---------- Given information

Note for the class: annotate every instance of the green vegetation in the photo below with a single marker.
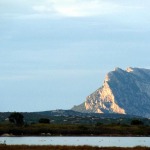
(77, 130)
(23, 147)
(74, 126)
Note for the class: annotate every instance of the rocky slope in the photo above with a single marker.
(123, 92)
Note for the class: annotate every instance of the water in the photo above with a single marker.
(92, 141)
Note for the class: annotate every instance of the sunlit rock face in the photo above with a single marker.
(123, 92)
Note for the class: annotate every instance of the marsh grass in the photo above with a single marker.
(25, 147)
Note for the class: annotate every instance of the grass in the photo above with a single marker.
(25, 147)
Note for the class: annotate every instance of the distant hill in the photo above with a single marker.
(123, 92)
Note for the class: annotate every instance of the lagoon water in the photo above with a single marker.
(92, 141)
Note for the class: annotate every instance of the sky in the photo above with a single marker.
(54, 53)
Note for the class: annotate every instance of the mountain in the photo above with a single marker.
(123, 92)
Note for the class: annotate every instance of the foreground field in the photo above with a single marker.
(23, 147)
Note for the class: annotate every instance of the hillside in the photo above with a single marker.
(123, 92)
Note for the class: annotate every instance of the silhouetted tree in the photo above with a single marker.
(16, 118)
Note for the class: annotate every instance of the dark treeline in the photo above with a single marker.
(23, 147)
(78, 130)
(16, 125)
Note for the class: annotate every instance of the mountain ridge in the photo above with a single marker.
(123, 92)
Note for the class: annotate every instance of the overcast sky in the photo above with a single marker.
(54, 53)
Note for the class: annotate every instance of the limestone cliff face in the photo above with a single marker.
(123, 92)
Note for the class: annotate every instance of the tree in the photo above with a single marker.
(44, 120)
(16, 118)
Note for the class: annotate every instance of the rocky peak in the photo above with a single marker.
(123, 91)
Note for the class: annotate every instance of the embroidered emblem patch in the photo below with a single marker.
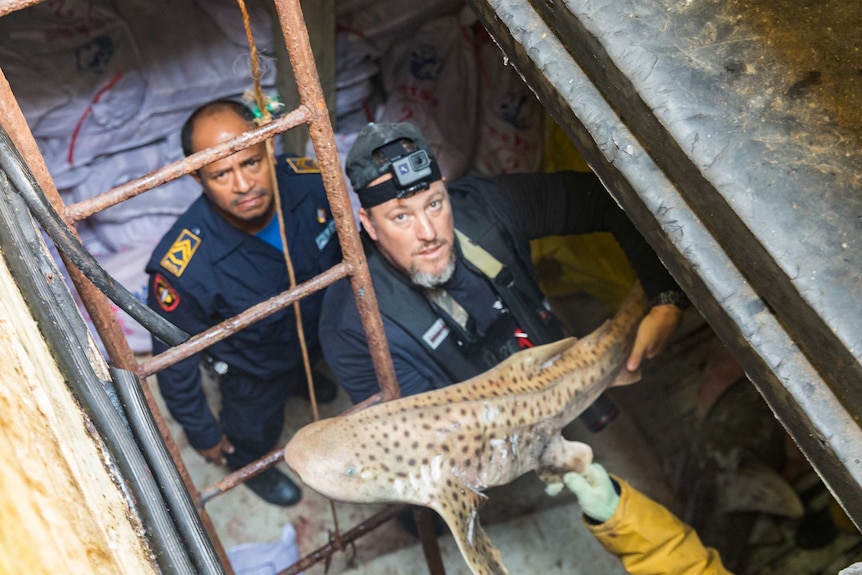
(303, 165)
(436, 333)
(166, 295)
(180, 253)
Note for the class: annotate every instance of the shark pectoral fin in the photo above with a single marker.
(626, 377)
(461, 513)
(560, 457)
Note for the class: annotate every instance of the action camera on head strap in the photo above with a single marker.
(411, 170)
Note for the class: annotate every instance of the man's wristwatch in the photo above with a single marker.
(673, 297)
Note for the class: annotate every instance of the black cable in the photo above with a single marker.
(30, 263)
(25, 184)
(186, 517)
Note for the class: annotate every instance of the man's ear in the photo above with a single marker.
(367, 223)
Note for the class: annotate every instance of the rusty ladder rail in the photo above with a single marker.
(313, 113)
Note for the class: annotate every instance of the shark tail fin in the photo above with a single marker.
(461, 514)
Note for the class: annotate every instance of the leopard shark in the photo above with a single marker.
(442, 448)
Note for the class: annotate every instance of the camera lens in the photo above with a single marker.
(419, 160)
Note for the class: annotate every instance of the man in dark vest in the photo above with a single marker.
(452, 271)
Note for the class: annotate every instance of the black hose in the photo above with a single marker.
(30, 263)
(186, 517)
(69, 245)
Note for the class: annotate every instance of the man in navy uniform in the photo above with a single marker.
(223, 255)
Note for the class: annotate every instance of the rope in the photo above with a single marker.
(265, 117)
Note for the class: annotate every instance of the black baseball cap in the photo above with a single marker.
(363, 165)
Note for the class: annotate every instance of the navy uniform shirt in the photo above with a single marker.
(205, 271)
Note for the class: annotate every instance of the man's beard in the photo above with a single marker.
(430, 280)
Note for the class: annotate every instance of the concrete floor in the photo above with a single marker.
(545, 535)
(535, 533)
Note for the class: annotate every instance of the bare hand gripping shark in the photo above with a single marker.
(441, 449)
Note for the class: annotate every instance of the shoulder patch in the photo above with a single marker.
(180, 253)
(165, 293)
(303, 165)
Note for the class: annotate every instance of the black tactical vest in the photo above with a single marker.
(510, 277)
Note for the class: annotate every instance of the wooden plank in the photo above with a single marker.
(60, 509)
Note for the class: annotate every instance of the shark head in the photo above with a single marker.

--------------------

## What you need to do:
Retype all of the data above line for line, with no changes, and leave out the pictures.

## Solution for this problem:
Note for the class: annotate every instance of the green vegetation in the photo below with a single marker.
(77, 130)
(23, 147)
(74, 126)
Note for the class: annotate every instance of the rocky slope in the photo above with a single marker.
(123, 92)
Note for the class: annotate every instance of the water in the photo above with a single marker.
(92, 141)
Note for the class: annotate every instance of the sunlit rock face in the photo above with a single marker.
(123, 92)
Note for the class: annotate every instance of the marsh grass in the photo above with a single marker.
(25, 147)
Note for the class: annotate every instance of the grass in the photo above with a single marker.
(25, 147)
Note for the class: annotate every instance of the distant hill in the photo above with a single marker.
(123, 92)
Note for the class: annotate every instance of the lagoon water in the photo above with a single marker.
(92, 141)
Note for the class: annotate every instance of the sky in the photo above with a single marker.
(54, 53)
Note for the class: annotate every instance of the mountain in the photo above with a single marker.
(123, 92)
Note for the class: annotate every instance of the foreground field in the photo above with a single marker.
(23, 147)
Note for the class: annotate every instance of the hillside in the photo above with a single marker.
(123, 92)
Note for the class: annotate every instance of the silhouetted tree in the photo above with a single marker.
(16, 118)
Note for the class: annotate every instance of the dark treeline in the photo above with a single marker.
(23, 147)
(78, 130)
(16, 125)
Note for the class: annotate every instance of the mountain ridge in the photo above with a single marker.
(123, 92)
Note for the class: annotate every instance of the overcast sky in the photo above with a single marker.
(54, 53)
Note for the class: annotate every instance of the limestone cliff face in the photo above with a single marker.
(123, 92)
Note for the class: annotate every instance of the tree in the photo above with a single marker.
(44, 120)
(16, 118)
Note for the class: annotate every instance of the rocky peak in the photo above with a single marker.
(123, 91)
Note for the class: annotate every instance of the embroidered emblem patch in the photo below with a single marker.
(303, 165)
(436, 333)
(166, 295)
(180, 253)
Note for the class: annotate every instance of the shark pectoral fin in the photo above with a single marker.
(626, 377)
(461, 513)
(560, 457)
Note for the class: annotate every instance of the action camera on head strap in the photo above with a single marker.
(411, 170)
Note for the class: annotate every instance of the man's wristwatch in the photo above with a single marker.
(673, 297)
Note for the class: annotate every instance of the black cable in the photo above with a single marker.
(30, 263)
(25, 184)
(186, 517)
Note for the class: annotate every instance of the man's ear in the photo above with a single marker.
(367, 223)
Note for the class: annotate every instance of the rusty ladder rail in the photo above with a single marker.
(313, 113)
Note for the class: annotate every instance of the shark tail fin in the photo above with a single marker.
(461, 514)
Note for the class: annotate every instance of the leopard shark in the photo above with a single marker.
(442, 448)
Note for the class: annotate every instance of the camera lens in the photo above with a single marker.
(419, 160)
Note for the class: annotate every instance of the man in dark vest in the photo above with a single marker.
(452, 271)
Note for the class: annotate every instance of the black hose in the photo above with a single marker.
(30, 263)
(186, 517)
(69, 245)
Note for the class: annotate every instance of the man in navy uniform in the photo above with a single marker.
(223, 255)
Note for the class: annotate every instance of the rope in the photo above with a single marker.
(265, 117)
Note for the class: annotate every instance of the black baseball cap in the photo above with a single marker.
(363, 165)
Note for the class: annotate every instance of the navy uniform shirt in the photo above with a single marker.
(205, 271)
Note for the class: annotate every instance of the man's beard in the photo above with a single marker.
(430, 280)
Note for the class: annotate every instance of the concrete floor in the photo above with a single marker.
(545, 535)
(535, 533)
Note for the class: annotate every instance of the bare hand gripping shark in the photo above with a single marker.
(441, 449)
Note for the class: annotate every instance of the shoulder patch in the photo above with a single marker.
(180, 253)
(165, 293)
(303, 165)
Note for the class: annotate every instance of the black tactical vest in the photo above with a single marker.
(510, 277)
Note for the class: annotate every instance of the wooden plank in the photo above with a single marker.
(60, 509)
Note for the class: annotate every instance of the shark head in the photo above with a single marker.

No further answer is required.